— Start Document section —
When it comes to the mystical worlds of fantasy and legend, the mythological beliefs of Ancient Europeans usually provide the inspirations for such settings. From the Greek Gods of the Pantheon to the Gladitorial realms of the Romans, their historical values have long provided the inspiration behind many of the video games that we play today. However, when it comes to tales of the afterlife, there’s no greater mythology than those of the Vikings and it’s something that’s explored in Ellada Games’ Niffelheim as it ventures a release onto the Nintendo Switch.
The game follows your undead state, as after falling in glorious battle, your body transcends on a journey to the fabled paradise of Asgard; the Viking’s home of the Gods. However, along the way, your body is abducted by an evil that floats between realms and instead of joining your fallen comrades, you end up in the netherworld of Niffelheim; a mystical land that lies between the plains of Hel and Asgard. From the fog shrouded mountains and forests of this otherworldly domain, you must survive amongst its harsh regions and prove yourself victorious by slaying legendary beasts in order to find the severed pieces of a portal that can send you to your rightful place within Asgard.
The game plays across two fronts: one a survival title and the other a role-player. Presented in a 2D format, you explore a series of regions; each one housing a variety of interactions from collecting resources and mining to exploring dungeons, fighting legendary creatures and interacting with a number of characters, including a couple of friendly and helpful Rooks. Although your ultimate quest is to find all the pieces of the portal, you’re main aim is to simply stay alive. In order to achieve this, or at least give yourself the best chance of combating the elements, you must explore the regions around you, harvesting materials in order to build yourself a home, a variety of work stations and keep yourself from starving to a second death.
— End Document section —
— Start Collected material —
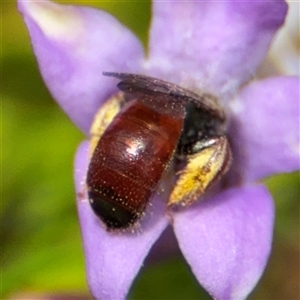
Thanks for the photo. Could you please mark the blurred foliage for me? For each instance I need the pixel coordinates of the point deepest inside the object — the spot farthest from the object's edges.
— End Collected material —
Task requirements. According to the article on Niffelheim, where does the player end up after their body is abducted on the way to Asgard?

Response. In the netherworld of Niffelheim, a mystical land between the plains of Hel and Asgard.